──────── Text extract
Jan-22-06  aw1988: <patzer2> So you're convinced that the first move is an advantage.
Premium Chessgames Member
  patzer2: <aw1988> Statistically, the first move is an advantage. Black can equalize easy enough to drawish positions, but if he's pressing for more he often has to take risks that put the well prepared first player at an advantage.

Jan-22-06  aw1988: If Black can equalize "easily enough", then White's obviously doing a horrible job, isn't he? Wouldn't it be nice to keep getting a small advantage?
Premium Chessgames Member
  patzer2: <aw1988> I don't think the failure of White to gain a big advantage in the opening, necessarily means the White player is doing a "bad job." Opening theory keeps getting better and better, allowing the well prepared Black player to more easily find equalizing lines (especially if Black is content to play for the draw). Unless there exists a perfect set of opening lines that guarantee White a forced advantage, I think equalizing lines will eventually be found in all opening variations.
────────────────
──────── Collected data
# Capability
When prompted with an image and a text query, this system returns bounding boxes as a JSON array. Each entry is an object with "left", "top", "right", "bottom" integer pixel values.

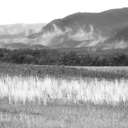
────────────────
■ Exercise:
Pick up the chess discussion about the first-move advantage and continue it from its last sentence.

■ Output:
As I look at super GM games, I suspect this is close to being the case already. Most of the advantages gained in the opening are the result of human error on minor variations or novelties in otherwise equal openings. In a lot of the super GM games, the advantages are not showing up until well into level middle games and endgames.

My thought as a player is that all I want out of an opening is equality, after which the better player will win. However, if my opponent misplays the opening, I don't mind exploiting the advantage.

Jan-22-06  aw1988: <Unless there exists a perfect set of opening lines that guarantee White a forced advantage, I think equalizing lines will eventually be found in all opening variations.>

Exactly. So now it's no longer "Black must equalize", but that they're now on even footing. Not everyone believes this, but..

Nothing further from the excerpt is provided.